### Given records
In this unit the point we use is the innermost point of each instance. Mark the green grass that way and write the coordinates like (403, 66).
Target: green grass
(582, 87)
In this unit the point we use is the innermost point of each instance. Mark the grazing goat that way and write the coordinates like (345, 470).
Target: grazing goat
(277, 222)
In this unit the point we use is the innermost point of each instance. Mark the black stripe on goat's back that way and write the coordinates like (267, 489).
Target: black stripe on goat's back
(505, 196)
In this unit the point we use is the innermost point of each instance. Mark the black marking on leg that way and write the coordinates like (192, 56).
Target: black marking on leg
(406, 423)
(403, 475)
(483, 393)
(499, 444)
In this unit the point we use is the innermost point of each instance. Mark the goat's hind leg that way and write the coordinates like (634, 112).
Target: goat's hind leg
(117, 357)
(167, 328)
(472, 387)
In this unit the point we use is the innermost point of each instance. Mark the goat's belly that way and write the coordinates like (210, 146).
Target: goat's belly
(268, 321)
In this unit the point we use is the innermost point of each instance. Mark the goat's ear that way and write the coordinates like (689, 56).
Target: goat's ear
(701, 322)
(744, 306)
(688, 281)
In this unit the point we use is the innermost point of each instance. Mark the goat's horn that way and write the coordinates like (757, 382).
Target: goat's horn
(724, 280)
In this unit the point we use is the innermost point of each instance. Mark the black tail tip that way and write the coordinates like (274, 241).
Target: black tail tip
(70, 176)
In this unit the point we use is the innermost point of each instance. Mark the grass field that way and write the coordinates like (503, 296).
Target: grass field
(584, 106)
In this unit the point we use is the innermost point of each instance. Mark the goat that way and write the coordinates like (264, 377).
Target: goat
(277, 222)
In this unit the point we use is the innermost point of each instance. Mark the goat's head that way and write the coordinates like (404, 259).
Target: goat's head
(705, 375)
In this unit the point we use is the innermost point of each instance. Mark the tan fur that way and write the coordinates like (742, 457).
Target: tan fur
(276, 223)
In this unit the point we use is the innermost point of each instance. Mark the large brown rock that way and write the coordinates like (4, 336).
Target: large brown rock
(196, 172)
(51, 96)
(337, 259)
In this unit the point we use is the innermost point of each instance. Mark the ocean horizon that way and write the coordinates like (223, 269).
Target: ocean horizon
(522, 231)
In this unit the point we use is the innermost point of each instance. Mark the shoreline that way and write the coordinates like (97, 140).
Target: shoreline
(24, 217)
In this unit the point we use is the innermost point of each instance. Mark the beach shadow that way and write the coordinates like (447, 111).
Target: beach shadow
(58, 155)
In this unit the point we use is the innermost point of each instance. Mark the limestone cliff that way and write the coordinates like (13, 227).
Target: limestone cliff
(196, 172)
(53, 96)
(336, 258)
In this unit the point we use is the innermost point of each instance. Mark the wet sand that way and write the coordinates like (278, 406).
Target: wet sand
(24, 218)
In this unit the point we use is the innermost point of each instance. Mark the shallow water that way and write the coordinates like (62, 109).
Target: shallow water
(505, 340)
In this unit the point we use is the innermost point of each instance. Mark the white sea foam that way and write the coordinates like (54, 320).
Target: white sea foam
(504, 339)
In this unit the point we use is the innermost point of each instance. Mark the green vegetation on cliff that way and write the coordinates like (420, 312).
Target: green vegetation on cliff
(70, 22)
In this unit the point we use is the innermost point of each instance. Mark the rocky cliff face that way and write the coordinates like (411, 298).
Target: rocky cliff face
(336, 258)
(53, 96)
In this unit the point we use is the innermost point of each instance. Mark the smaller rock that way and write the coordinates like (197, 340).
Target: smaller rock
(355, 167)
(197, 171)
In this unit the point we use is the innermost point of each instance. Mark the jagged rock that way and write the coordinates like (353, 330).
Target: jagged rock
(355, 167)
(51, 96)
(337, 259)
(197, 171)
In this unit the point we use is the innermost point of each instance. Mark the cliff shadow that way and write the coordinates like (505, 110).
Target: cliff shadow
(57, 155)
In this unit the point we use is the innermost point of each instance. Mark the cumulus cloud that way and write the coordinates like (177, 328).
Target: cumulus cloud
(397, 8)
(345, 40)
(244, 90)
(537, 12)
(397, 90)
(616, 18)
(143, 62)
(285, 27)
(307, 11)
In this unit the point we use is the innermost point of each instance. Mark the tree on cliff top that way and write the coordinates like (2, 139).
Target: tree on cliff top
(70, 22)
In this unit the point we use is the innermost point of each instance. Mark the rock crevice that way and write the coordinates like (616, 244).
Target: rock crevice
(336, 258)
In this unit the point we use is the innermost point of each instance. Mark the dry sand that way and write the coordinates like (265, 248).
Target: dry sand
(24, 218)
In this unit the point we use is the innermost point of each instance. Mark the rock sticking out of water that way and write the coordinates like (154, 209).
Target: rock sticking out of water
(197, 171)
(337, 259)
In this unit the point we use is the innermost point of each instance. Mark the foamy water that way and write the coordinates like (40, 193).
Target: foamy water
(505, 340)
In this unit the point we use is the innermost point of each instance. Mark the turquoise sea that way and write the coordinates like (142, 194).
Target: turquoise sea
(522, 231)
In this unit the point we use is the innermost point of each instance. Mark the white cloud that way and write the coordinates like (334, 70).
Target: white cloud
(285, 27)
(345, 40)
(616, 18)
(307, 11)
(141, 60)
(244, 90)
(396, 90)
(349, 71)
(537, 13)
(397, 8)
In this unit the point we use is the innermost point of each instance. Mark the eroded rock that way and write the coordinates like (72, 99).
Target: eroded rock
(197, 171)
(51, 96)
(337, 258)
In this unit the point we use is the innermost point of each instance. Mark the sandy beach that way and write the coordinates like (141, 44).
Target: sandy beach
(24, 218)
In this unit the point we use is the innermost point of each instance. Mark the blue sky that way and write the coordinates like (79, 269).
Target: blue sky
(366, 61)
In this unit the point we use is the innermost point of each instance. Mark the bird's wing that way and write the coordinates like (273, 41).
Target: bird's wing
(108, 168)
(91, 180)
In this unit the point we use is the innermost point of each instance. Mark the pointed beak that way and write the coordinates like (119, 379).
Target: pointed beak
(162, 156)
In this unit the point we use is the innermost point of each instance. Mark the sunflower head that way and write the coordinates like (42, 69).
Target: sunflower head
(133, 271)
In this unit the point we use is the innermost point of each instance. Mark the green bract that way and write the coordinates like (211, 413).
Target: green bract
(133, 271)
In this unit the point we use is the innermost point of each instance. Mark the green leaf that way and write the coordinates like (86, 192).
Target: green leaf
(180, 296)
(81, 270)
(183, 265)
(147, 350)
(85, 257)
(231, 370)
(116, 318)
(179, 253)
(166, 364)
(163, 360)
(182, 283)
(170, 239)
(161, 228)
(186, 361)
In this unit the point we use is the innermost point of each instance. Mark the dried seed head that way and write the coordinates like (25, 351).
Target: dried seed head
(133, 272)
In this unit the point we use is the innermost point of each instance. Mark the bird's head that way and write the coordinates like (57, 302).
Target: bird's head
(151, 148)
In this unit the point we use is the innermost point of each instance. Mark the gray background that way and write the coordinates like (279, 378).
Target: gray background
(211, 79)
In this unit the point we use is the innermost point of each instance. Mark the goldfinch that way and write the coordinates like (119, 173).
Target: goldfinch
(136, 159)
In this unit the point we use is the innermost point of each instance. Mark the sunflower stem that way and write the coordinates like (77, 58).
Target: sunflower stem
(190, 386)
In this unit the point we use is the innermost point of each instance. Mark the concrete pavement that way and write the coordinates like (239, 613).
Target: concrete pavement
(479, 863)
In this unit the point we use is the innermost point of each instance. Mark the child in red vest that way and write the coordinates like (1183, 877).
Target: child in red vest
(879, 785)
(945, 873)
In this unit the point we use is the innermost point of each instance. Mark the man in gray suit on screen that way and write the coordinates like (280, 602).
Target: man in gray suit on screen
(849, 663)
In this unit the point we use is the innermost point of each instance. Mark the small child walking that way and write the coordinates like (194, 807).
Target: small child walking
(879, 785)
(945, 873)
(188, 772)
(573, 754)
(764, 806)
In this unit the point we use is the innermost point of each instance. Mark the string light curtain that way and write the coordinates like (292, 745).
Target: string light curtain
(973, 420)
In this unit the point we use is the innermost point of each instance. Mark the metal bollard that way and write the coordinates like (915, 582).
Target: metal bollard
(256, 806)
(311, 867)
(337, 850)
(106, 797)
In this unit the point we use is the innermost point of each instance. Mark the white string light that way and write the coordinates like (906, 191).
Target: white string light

### To do
Exact repetition is required for the lines from the one that contains "like (280, 602)." through the final line; leave out everything else.

### Result for this exercise
In this unit the point we use is the innermost point of each instance. Mark the man in gray suit on screen that way and write the coordinates like (280, 602).
Target: man in gray suit on screen
(849, 663)
In this unit the point we use is the innermost point of each instance. Mark the small child walking that way and write the coordinates like (194, 807).
Target: small child walking
(879, 785)
(945, 873)
(188, 772)
(573, 754)
(764, 806)
In this unit the point we use is the innermost point of each instance. Mark the string light curtain that way and write the coordinates like (292, 745).
Target: string light curtain
(973, 420)
In this unit the point we use is the innermost point of each instance. Mark the metal bollard that way and write the coordinates like (915, 582).
Target: metal bollard
(256, 806)
(311, 867)
(337, 850)
(106, 797)
In this unit the point we use is the innermost point of each instance. Mark the white string light that way and write the coordinates like (906, 191).
Target: white string light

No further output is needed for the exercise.